**TASK GOAL**. Write the next part of the forum thread on Phi-3 versus Mistral-7B, starting after its last post.

**EXCERPT TO READ**.

You mean phi3 surpassed mistral7B?

Question

You mean phi3 surpassed mistral7B?

MonolithFoundation opened this issue 5 months ago · 5 comments

MonolithFoundation commented 5 months ago

I think it really really out of expect, how will a phi3 model surpass mistaral7B, in the case of VideChat2 using a gaint vision encoder?
Which part could be really work one?

Answer 1 · 2024-06-14T14:30:39.000Z

Hi @MonolithFoundation,

I appreciate your interest in our work. As per VideoChat2 paper, they have reported an average of 60.4 on MVBench with Mistral-7B LLM. In our case, VideoGPT+ obtains 58.7 average score on MVBench with Phi-3-mini-3.8B LLM.

We have released all the model checkpoints, training, and evaluation codes to reproduce our reported results. I hope this will help.

Please let me know if you have any questions. Thank You.

Answer 2 · 2024-06-15T14:08:05.000Z

can eight v100 GPUs train the model?

**EXTRACTED ENTRIES**.

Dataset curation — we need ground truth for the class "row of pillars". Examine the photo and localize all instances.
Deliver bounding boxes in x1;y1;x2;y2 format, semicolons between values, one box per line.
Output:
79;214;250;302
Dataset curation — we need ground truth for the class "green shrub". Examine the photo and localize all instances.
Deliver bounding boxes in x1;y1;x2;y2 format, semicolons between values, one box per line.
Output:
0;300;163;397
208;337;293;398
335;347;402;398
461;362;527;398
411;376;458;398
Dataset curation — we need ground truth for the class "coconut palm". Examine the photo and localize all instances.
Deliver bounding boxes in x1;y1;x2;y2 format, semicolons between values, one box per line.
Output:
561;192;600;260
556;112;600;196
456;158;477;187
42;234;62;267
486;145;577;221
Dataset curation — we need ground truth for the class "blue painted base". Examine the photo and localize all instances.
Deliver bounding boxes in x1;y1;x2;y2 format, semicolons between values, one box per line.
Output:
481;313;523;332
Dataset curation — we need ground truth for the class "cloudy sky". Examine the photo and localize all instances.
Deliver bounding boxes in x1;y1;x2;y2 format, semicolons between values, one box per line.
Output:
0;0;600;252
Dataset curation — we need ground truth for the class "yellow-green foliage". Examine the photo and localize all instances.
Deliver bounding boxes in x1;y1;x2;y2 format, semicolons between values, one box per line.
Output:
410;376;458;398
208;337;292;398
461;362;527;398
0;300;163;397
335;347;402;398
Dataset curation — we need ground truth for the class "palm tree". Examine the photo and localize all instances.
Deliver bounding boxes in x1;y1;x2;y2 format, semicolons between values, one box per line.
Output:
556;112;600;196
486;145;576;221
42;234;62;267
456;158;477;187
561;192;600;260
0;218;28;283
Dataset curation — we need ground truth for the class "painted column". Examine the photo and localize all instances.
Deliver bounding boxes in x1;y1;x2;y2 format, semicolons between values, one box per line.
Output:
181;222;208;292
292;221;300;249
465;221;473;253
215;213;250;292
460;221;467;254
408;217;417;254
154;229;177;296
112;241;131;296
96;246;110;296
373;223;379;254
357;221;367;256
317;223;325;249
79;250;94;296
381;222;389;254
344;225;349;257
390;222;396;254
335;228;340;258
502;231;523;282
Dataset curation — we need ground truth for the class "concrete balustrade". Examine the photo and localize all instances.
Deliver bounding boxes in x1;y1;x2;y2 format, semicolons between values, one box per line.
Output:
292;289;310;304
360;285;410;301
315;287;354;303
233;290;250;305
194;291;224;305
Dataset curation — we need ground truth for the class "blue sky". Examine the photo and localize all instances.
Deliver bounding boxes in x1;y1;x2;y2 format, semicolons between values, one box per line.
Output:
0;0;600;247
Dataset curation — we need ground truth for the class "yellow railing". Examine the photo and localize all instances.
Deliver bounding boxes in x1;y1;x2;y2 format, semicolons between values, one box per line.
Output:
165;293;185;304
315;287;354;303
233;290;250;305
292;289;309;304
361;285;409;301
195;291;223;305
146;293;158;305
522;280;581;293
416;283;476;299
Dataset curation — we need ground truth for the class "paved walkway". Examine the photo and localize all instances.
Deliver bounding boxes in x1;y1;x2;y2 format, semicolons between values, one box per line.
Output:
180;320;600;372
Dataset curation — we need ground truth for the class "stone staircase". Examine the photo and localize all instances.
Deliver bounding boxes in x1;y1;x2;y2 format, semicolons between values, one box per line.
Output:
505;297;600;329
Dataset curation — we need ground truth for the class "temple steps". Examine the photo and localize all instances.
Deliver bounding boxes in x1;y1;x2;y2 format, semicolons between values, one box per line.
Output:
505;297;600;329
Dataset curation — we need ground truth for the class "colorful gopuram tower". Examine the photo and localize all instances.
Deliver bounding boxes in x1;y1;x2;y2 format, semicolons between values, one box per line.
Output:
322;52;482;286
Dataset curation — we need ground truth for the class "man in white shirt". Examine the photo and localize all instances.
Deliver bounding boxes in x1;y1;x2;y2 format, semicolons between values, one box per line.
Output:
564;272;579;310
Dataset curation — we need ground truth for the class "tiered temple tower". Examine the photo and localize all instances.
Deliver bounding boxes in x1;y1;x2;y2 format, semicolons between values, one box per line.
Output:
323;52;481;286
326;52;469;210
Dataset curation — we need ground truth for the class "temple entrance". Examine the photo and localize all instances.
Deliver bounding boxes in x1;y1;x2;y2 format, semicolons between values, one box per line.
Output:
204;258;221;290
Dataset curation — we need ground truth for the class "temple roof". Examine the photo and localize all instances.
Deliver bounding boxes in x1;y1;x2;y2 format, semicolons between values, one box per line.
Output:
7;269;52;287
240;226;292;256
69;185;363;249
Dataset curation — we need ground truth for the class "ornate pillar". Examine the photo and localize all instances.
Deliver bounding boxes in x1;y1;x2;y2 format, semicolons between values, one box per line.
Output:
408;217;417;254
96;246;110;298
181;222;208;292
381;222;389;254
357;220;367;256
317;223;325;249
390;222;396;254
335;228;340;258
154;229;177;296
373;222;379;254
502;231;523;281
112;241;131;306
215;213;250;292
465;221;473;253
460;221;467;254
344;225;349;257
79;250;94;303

**OUTPUT OF THE EXERCISE**.
Answer 3 · 2024-06-16T06:37:41.000Z

@mmaaz60 From the first picture, VideoGpT+ surpassed VideChat2 with a clearly margin, but VideChat2 with mistral actually got better result as for now.

Current days Video MLLMs actually didn't really care about which LLM size they using...

Answer 4 · 2024-06-16T06:42:46.000Z

can eight v100 GPUs train the model?

Hi @zimenglan-sysu-512

I appreciate your interest in our work. As we are using Phi-3-Mini with 3.8B model as LLM, the model can be trained easily on 8 V100 GPUs with 32GB memory per GPU. However, we have to turn off the flash attention as it is not supported for V100 GPUs.

I hope it will help. Good Luck! And please let me know if you face any issues.

Answer 5 · 2024-06-16T07:14:10.000Z

@mmaaz60 From the first picture, VideoGpT+ surpassed VideChat2 with a clearly margin, but VideChat2 with mistral actually got better result as for now.

Current days Video MLLMs actually didn't really care about which LLM size they using...

Hi @lucasjinreal

Thank you for your interest in our work. VideoGPT+ is using Phi-3-mini LLM with only 3.8B parameters, and is relatively weaker as compared to Mistral-7B.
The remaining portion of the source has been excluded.